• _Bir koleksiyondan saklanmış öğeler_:
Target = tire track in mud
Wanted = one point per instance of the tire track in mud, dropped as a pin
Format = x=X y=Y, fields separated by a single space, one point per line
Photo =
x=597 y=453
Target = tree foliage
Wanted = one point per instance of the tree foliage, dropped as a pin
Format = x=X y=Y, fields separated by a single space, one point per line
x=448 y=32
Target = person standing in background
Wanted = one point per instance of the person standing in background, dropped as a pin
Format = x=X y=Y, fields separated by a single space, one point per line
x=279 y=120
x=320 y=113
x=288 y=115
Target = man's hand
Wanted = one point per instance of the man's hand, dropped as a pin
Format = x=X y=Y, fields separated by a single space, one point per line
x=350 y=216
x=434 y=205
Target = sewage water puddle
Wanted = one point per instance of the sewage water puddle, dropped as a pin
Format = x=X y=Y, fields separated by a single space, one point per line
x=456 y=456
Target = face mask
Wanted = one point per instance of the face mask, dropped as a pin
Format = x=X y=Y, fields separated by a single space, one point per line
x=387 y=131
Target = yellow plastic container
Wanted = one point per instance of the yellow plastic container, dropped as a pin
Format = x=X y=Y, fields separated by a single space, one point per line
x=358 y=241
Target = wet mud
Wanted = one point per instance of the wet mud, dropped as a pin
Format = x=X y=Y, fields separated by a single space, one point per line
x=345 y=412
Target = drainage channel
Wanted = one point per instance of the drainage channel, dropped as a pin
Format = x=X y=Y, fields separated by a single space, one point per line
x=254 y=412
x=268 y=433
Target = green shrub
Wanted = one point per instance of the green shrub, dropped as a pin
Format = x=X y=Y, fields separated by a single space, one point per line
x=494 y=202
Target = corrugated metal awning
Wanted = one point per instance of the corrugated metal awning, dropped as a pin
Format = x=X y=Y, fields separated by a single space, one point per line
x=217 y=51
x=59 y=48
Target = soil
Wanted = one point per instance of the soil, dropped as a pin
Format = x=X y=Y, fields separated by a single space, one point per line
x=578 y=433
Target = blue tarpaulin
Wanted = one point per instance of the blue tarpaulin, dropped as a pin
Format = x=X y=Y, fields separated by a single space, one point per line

• _Talimatlarınız_: Yukarıdaki kayıtların bütün satırlarını, boş satırları dışarıda bırakarak numaralı bir listeye dönüştürün.

• _Alıştırma yanıtı_:
1. Target = tire track in mud
2. Wanted = one point per instance of the tire track in mud, dropped as a pin
3. Format = x=X y=Y, fields separated by a single space, one point per line
4. Photo =
5. x=597 y=453
6. Target = tree foliage
7. Wanted = one point per instance of the tree foliage, dropped as a pin
8. Format = x=X y=Y, fields separated by a single space, one point per line
9. x=448 y=32
10. Target = person standing in background
11. Wanted = one point per instance of the person standing in background, dropped as a pin
12. Format = x=X y=Y, fields separated by a single space, one point per line
13. x=279 y=120
14. x=320 y=113
15. x=288 y=115
16. Target = man's hand
17. Wanted = one point per instance of the man's hand, dropped as a pin
18. Format = x=X y=Y, fields separated by a single space, one point per line
19. x=350 y=216
20. x=434 y=205
21. Target = sewage water puddle
22. Wanted = one point per instance of the sewage water puddle, dropped as a pin
23. Format = x=X y=Y, fields separated by a single space, one point per line
24. x=456 y=456
25. Target = face mask
26. Wanted = one point per instance of the face mask, dropped as a pin
27. Format = x=X y=Y, fields separated by a single space, one point per line
28. x=387 y=131
29. Target = yellow plastic container
30. Wanted = one point per instance of the yellow plastic container, dropped as a pin
31. Format = x=X y=Y, fields separated by a single space, one point per line
32. x=358 y=241
33. Target = wet mud
34. Wanted = one point per instance of the wet mud, dropped as a pin
35. Format = x=X y=Y, fields separated by a single space, one point per line
36. x=345 y=412
37. Target = drainage channel
38. Wanted = one point per instance of the drainage channel, dropped as a pin
39. Format = x=X y=Y, fields separated by a single space, one point per line
40. x=254 y=412
41. x=268 y=433
42. Target = green shrub
43. Wanted = one point per instance of the green shrub, dropped as a pin
44. Format = x=X y=Y, fields separated by a single space, one point per line
45. x=494 y=202
46. Target = corrugated metal awning
47. Wanted = one point per instance of the corrugated metal awning, dropped as a pin
48. Format = x=X y=Y, fields separated by a single space, one point per line
49. x=217 y=51
50. x=59 y=48
51. Target = soil
52. Wanted = one point per instance of the soil, dropped as a pin
53. Format = x=X y=Y, fields separated by a single space, one point per line
54. x=578 y=433
55. Target = blue tarpaulin
56. Wanted = one point per instance of the blue tarpaulin, dropped as a pin
57. Format = x=X y=Y, fields separated by a single space, one point per line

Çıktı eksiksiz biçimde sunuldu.